Work to complete
Quote the Project Runway hair post below word for word, everything from "Jerry, Wesley" down to "Anonymous said...".

### Text passage

Thursday, July 17, 2008

Project Hairway 2

Project Runway is back, for its last season before the Lifetime crapocalypse! In honor of the event, I am returning with my tradition of judging the contestants by their hair:

Kellie

Beehive, tattoos, black clothes-- it's kind of like if Amy Winehouse discovered deep conditioning and sandwiches.









Joe

"Hey, did you know there are guys who are, get this, attracted to women? No, seriously, it's like, genetic or something. Anyway, sometimes we have hair like this."






Kenley

Bettie Page, of course. Retro chicks always go for Bettie Page. Whatever; wake me up when someone turns up styled like Frederick Handley Page.







Jennifer

The kind of long, straight style that would make Nick on What Not to Wear repeatedly use the phrase "security blanket."









Terri

Hey Terri, Donna Summer called. She was going to ask for her hair back, but then she decided it looked pretty good on you, so she's letting it slide. I'd stay away from the one-shoulder shirts though, just to be on the safe side.





Blayne

My first impression: kinda cool fifty-something aging-surfer-dude. Actual fact twenty-seven year-old designer.
Seriously, buddy, the tanning booth is not your friend.






Suede
Some people look to past fashion icons for their hair choices, some draw inspiration from art or nature. And some people, apparently, style themselves after a home pregnancy test.

(This season: Suede. Next season: Naugahyde.)



Leanne
The kind of long, straight style that would make. . . Wait, didn't I already do this one?








Keith

When the first thing you do when you wake up in the morning is to take a nice, refreshing swig of vodka, your grooming regimen had better be fairly simple.




Stella
One box Clairol Nice N' Easy hair color in 124 (Blue-black): $7.99
One Supercuts basic trim-and-bangs: 19.95
Knowing what an alternate-universe Cher who never made it big and got all the plastic surgery, and instead lived out her days busing tables at a leather bar in Duluth would look like: Priceless.




Korto

And in the category of Even I'm Not That Stupid: Me making fun of her hair. Next!







Daniel
Fine, go ahead and hide that headsuit under a jaunty hat. You still can't stop me from commenting on that artfully cultivated stubble, can you?
Seriously, do you have a special razor setting for that, or what?





Emily
On the other hand, why bother with hats when you can make your own ski cap out of hair? I guess when you're a designer, everything is material.






Jerell
Wait, this guy was on the show? Seriously? Huh.







Jerry, Wesley

Okay, guys, listen. Just because you take a bit of your hair and make it stand up in the middle does not mean you have "style". Try again.

1 comment:

Anonymous said...

The stand up hair guys were the first to go...I smell a conspiracy theory coming on!

######
### Provided information

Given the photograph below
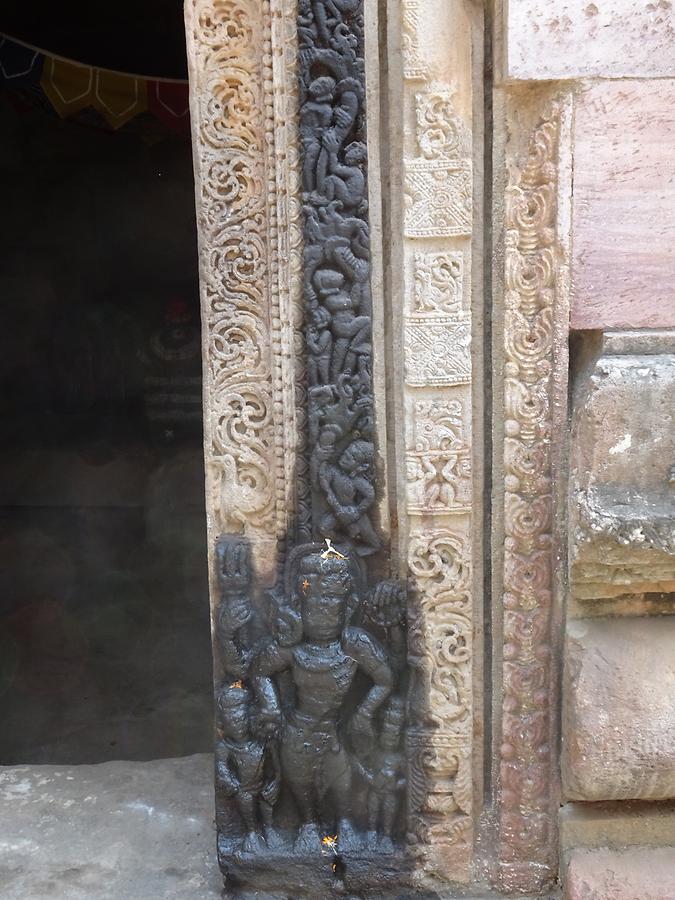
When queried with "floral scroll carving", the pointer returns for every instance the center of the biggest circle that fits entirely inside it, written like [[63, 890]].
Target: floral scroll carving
[[438, 188], [247, 178], [527, 856]]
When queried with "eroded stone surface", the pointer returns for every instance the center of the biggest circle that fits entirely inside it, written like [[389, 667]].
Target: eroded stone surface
[[115, 831], [618, 712], [623, 266], [647, 874], [547, 39], [622, 516], [617, 824]]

######

Output of the exercise
Jerry, Wesley

Okay, guys, listen. Just because you take a bit of your hair and make it stand up in the middle does not mean you have "style". Try again.

1 comment:

Anonymous said...